> Exercise aim:
In the entries below, find the line containing "Exercise. Mark the blue". Copy it and all lines after it, exactly, through the end.

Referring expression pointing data

- - - - - - -

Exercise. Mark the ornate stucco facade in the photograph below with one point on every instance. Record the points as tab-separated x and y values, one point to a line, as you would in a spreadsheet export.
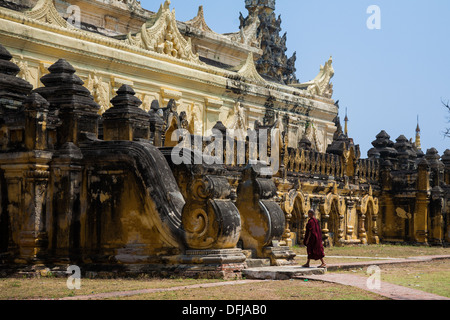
88	108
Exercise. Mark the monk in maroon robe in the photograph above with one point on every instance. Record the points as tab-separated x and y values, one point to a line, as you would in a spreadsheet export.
313	241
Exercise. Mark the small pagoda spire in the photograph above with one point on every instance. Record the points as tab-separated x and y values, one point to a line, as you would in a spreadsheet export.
346	123
418	143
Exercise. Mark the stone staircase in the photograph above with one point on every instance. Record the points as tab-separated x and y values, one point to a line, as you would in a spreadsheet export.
260	269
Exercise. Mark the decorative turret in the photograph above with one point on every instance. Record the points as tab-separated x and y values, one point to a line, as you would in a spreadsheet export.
125	120
273	65
418	143
383	147
72	102
405	153
13	90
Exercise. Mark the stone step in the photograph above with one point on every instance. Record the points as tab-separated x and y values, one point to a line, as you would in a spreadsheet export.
280	273
257	263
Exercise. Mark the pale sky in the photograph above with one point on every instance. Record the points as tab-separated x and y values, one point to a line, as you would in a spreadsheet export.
385	78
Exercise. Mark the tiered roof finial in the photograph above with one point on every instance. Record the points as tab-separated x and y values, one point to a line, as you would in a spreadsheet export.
418	143
273	65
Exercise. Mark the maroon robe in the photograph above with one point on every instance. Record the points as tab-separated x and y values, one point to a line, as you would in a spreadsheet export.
314	246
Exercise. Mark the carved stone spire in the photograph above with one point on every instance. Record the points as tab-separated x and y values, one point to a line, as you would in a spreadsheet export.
273	65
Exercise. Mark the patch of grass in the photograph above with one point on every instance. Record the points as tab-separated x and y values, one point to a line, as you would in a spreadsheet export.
54	288
380	251
432	277
268	290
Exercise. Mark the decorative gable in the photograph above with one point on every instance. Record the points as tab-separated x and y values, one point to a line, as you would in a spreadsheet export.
163	36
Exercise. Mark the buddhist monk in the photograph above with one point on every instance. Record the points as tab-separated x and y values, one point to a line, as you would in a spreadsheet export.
313	240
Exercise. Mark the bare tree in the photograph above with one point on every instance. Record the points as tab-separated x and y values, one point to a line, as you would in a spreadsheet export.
447	105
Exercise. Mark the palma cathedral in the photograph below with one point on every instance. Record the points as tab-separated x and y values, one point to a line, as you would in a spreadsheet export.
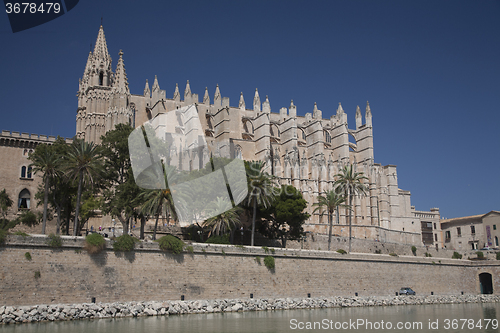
303	151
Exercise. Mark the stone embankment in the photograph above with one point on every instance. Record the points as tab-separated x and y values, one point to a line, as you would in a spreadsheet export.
53	312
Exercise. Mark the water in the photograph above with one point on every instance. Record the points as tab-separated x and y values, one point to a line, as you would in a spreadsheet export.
416	318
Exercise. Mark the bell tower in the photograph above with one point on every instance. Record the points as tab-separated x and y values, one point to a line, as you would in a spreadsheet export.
103	97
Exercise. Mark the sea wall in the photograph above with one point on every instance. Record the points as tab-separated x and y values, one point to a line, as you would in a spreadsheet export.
53	312
70	275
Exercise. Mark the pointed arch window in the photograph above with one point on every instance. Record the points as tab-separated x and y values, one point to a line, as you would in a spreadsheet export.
237	152
24	199
328	138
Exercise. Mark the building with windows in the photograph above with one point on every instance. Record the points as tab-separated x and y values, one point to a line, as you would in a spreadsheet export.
16	176
304	151
472	232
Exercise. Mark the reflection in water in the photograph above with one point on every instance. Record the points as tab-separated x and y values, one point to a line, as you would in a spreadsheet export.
414	317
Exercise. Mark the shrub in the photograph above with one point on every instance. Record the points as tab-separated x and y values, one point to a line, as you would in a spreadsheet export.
269	262
20	233
214	239
3	235
54	241
171	243
124	243
94	243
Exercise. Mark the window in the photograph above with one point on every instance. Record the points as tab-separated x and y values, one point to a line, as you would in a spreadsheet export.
24	200
328	138
237	152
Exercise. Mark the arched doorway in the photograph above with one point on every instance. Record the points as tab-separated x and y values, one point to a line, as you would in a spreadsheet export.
24	199
485	283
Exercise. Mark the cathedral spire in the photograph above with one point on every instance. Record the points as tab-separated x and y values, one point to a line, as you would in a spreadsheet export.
206	97
359	118
121	82
217	97
147	92
292	110
368	115
177	94
101	54
256	101
241	104
266	106
317	114
156	86
187	93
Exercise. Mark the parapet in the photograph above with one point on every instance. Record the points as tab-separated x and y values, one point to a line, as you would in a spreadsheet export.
31	137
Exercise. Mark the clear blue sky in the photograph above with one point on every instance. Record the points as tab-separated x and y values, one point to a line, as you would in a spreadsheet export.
430	70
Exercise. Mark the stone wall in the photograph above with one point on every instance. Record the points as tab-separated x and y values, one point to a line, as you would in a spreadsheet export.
70	275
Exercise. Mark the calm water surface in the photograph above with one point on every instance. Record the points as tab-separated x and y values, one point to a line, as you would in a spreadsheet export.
447	317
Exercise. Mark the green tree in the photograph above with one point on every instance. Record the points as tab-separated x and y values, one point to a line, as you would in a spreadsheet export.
45	160
260	185
159	198
284	217
350	183
331	200
224	222
84	163
121	193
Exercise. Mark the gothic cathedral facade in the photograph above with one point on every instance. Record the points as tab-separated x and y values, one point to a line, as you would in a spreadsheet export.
303	151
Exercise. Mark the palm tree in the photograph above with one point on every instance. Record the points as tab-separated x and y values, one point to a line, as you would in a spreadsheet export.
156	200
260	189
45	160
84	162
331	201
350	183
224	217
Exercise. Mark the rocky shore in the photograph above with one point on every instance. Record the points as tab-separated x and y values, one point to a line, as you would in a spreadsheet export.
53	312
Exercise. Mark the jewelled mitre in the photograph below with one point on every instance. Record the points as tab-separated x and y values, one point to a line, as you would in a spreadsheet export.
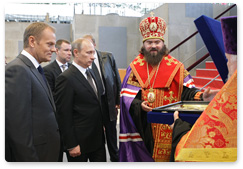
152	28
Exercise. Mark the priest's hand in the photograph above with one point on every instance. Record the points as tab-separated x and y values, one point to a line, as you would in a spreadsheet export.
75	151
208	94
145	106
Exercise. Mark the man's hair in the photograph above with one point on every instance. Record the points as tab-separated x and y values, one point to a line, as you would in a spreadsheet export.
91	37
59	43
77	44
35	29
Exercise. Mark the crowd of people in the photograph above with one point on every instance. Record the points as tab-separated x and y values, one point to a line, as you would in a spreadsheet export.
72	108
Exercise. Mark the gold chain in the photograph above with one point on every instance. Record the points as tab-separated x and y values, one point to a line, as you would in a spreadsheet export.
154	76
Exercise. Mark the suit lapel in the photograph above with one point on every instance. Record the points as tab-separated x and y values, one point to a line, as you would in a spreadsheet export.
56	67
40	79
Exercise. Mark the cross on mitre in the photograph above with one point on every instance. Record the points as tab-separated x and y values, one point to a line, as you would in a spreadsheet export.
152	14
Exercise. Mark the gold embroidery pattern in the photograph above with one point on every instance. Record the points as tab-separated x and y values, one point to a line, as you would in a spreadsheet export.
139	60
171	60
132	80
170	98
215	130
186	73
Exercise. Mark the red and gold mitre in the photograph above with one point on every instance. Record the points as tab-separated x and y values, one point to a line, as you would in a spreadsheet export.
152	28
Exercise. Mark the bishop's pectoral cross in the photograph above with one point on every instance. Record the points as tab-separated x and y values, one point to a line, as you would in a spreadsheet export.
171	98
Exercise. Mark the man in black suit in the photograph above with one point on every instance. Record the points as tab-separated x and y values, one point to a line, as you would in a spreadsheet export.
105	69
79	112
31	130
54	69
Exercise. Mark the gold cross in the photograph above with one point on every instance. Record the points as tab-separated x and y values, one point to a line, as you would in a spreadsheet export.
170	61
139	60
171	98
152	14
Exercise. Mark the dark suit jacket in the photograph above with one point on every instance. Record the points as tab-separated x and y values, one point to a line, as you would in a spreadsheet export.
31	130
112	82
79	111
52	71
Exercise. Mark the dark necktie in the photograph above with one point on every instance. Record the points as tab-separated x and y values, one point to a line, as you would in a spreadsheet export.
99	79
63	67
41	71
89	78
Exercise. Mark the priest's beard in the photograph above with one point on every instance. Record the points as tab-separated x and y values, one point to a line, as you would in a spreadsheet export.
154	59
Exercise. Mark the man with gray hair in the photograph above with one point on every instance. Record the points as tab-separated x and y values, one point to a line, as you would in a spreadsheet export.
79	111
31	130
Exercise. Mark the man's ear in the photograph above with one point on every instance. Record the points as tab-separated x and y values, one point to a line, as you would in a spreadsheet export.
75	52
32	41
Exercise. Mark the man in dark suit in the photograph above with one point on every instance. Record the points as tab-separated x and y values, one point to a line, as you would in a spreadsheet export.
79	112
54	69
31	130
105	69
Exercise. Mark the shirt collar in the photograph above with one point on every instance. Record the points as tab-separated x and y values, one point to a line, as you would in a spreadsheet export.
31	58
80	68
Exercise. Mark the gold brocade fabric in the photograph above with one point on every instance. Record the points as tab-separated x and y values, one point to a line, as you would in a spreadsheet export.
162	133
168	86
213	137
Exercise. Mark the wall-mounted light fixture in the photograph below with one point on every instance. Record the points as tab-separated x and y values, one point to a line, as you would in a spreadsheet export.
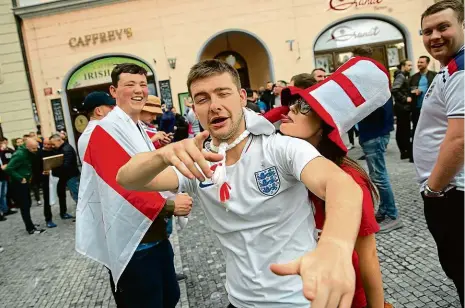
172	62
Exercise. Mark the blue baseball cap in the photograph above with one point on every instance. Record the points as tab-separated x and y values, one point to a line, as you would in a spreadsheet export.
96	99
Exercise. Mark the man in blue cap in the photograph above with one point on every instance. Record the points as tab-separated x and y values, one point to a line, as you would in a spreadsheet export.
97	105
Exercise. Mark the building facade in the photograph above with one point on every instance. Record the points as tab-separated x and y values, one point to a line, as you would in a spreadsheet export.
16	112
72	45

- - - - - - -

> Exercise solution:
Exercise. Mark the blue baseball cap in the photograph above with one point on every instance. Record the points as tab-separated x and y values, one point to a line, as you would in a spreadsheet export.
96	99
Exercise. Mark the man in blue cap in the photograph above with one point on every instance. Record the points as tab-separated x and y values, one point to a line, as you would in a spreadsheet export.
97	105
Exercise. Mark the building facade in the photograph above with one point on every instance. Record the points as tab-separated x and y values, one point to a line, as you would in a spreadsheet export.
16	112
72	45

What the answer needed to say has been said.